**Position identification records:**
========

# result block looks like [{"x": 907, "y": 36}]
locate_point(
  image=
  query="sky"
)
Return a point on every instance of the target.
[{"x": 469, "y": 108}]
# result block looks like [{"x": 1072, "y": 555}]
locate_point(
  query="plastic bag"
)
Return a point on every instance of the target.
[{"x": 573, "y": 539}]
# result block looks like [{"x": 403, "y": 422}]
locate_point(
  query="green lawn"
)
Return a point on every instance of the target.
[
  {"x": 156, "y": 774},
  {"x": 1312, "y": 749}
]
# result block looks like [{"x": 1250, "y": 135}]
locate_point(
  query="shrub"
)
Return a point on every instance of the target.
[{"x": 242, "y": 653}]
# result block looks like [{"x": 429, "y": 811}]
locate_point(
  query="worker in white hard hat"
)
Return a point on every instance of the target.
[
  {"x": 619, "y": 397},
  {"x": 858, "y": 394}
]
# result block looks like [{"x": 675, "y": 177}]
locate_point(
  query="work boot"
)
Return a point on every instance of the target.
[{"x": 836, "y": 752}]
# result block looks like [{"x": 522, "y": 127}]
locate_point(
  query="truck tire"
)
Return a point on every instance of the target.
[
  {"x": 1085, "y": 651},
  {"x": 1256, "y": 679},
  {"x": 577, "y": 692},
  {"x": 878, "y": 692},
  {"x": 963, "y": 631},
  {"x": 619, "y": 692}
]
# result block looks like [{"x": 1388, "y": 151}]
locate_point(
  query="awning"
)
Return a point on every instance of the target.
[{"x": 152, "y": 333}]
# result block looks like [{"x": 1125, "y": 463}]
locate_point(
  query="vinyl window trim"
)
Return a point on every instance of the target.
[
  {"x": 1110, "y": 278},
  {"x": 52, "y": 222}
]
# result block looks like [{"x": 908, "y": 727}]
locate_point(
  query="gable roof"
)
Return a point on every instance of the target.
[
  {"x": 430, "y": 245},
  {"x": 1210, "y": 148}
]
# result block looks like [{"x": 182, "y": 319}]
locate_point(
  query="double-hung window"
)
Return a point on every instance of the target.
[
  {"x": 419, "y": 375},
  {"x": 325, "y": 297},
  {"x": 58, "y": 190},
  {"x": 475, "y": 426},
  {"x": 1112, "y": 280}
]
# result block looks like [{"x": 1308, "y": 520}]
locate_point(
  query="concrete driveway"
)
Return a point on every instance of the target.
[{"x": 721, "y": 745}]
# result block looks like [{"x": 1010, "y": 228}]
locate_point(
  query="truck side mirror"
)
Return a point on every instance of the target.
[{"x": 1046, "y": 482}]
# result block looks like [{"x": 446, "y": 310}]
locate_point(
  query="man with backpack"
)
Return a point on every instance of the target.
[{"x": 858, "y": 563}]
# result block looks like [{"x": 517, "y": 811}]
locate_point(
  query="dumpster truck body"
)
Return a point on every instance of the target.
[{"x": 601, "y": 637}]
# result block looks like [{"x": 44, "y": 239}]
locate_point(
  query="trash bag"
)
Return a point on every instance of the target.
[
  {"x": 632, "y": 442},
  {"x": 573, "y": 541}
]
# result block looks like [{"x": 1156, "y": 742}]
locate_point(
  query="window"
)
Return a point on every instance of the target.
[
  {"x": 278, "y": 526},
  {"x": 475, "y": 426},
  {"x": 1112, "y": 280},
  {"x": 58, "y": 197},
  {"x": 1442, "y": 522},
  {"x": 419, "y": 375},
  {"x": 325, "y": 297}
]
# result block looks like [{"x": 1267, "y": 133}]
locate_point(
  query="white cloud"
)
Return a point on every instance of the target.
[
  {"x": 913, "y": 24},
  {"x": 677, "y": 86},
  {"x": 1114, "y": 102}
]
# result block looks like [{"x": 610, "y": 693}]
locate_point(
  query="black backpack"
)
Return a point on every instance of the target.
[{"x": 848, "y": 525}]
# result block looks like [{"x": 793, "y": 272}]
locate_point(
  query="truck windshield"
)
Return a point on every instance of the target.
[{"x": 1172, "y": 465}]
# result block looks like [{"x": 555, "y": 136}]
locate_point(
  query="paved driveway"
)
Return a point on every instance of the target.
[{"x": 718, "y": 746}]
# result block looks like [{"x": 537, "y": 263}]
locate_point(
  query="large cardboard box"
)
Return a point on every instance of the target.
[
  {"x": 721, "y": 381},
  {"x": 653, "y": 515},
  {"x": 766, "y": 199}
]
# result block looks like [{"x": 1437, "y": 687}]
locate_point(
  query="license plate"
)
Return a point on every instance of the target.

========

**Work required:** Exactly as written, please output every entry.

**Written answer:**
# result block looks like [{"x": 907, "y": 36}]
locate_point(
  image=
  query="sky"
)
Return a point on every instance of the target.
[{"x": 469, "y": 108}]
# result block looks like [{"x": 1072, "y": 555}]
locate_point(
  query="plastic bag"
)
Return a point on every instance of the target.
[{"x": 573, "y": 539}]
# result block looks like [{"x": 403, "y": 422}]
locate_point(
  query="green lawn"
)
Return a point on every instance of the target.
[
  {"x": 156, "y": 774},
  {"x": 1312, "y": 749}
]
# result block looks like [{"x": 1250, "y": 135}]
locate_point(
  query="shrub"
)
Return a point on every instance of the target.
[{"x": 242, "y": 653}]
# result block looks like [{"x": 429, "y": 811}]
locate_point(
  query="worker in white hard hat"
)
Return a point on every instance of the target.
[
  {"x": 619, "y": 397},
  {"x": 858, "y": 394}
]
# result block looks like [{"x": 675, "y": 177}]
locate_point(
  query="work boot"
)
Return a point on every instance of the target.
[{"x": 836, "y": 752}]
# result block looks like [{"x": 522, "y": 127}]
locate_point(
  query="truck tire"
)
Return a point on every instance of the target.
[
  {"x": 1085, "y": 651},
  {"x": 1256, "y": 679},
  {"x": 577, "y": 692},
  {"x": 878, "y": 692},
  {"x": 963, "y": 631},
  {"x": 619, "y": 692}
]
# result block looks like [{"x": 1388, "y": 151}]
locate_point(
  query="awning"
)
Return a point on every instance of the target.
[{"x": 152, "y": 333}]
# result block looks like [{"x": 1125, "y": 463}]
locate_point(
  query="vinyl window trim"
)
Return a point on every instance of the target.
[
  {"x": 1110, "y": 278},
  {"x": 52, "y": 222}
]
# result block looks like [{"x": 908, "y": 727}]
locate_point(
  query="gable roof"
)
Return a point on every instance of the target.
[
  {"x": 430, "y": 245},
  {"x": 1210, "y": 148}
]
# result block looks like [{"x": 182, "y": 319}]
locate_point(
  query="double-hung window"
)
Return a point on every instance of the target.
[
  {"x": 419, "y": 375},
  {"x": 325, "y": 297},
  {"x": 58, "y": 190},
  {"x": 475, "y": 426},
  {"x": 1112, "y": 280}
]
# result block looks like [{"x": 1308, "y": 520}]
locate_point(
  query="concrete driveway"
)
Return a point on every instance of the target.
[{"x": 721, "y": 745}]
# result block looks like [{"x": 1010, "y": 228}]
locate_point(
  query="truck side mirror"
)
Return a point on every instance of the target.
[{"x": 1046, "y": 482}]
# result block looks like [{"x": 446, "y": 310}]
locate_point(
  query="man with backpack"
)
Return a point on every instance of the target.
[{"x": 858, "y": 563}]
# result block looks like [{"x": 517, "y": 811}]
locate_point(
  query="dumpster truck body"
)
Return a point on every instance of the target.
[{"x": 601, "y": 637}]
# result block looks like [{"x": 44, "y": 239}]
locate_point(
  query="trash bag"
)
Return a point on every instance of the target.
[
  {"x": 632, "y": 442},
  {"x": 573, "y": 541}
]
# result block looks like [{"x": 1156, "y": 742}]
locate_point(
  query="window"
)
Return a point on every instance of the target.
[
  {"x": 278, "y": 526},
  {"x": 475, "y": 426},
  {"x": 1112, "y": 280},
  {"x": 58, "y": 197},
  {"x": 1442, "y": 522},
  {"x": 419, "y": 375},
  {"x": 325, "y": 297}
]
# result block looks like [{"x": 1267, "y": 133}]
locate_point(
  query="white cloud"
)
Return a point on every instance of the target.
[
  {"x": 913, "y": 24},
  {"x": 677, "y": 86},
  {"x": 1114, "y": 102}
]
# result block looks like [{"x": 610, "y": 693}]
locate_point(
  query="black backpack"
)
Return a point on every instance of the target.
[{"x": 848, "y": 525}]
# result block looks like [{"x": 793, "y": 272}]
locate_point(
  query="truck windshield"
)
Return a point on every instance of the target.
[{"x": 1172, "y": 465}]
# result block looks like [{"x": 555, "y": 136}]
locate_point(
  query="paved driveway"
)
Return a point on every instance of the target.
[{"x": 718, "y": 746}]
# result block looks like [{"x": 537, "y": 263}]
locate_point(
  query="large cardboard box"
)
Return a point on every instance of the target.
[
  {"x": 721, "y": 381},
  {"x": 653, "y": 515},
  {"x": 766, "y": 199}
]
# result block looks like [{"x": 1437, "y": 687}]
locate_point(
  query="license plate"
)
Return a point on every instance of the target.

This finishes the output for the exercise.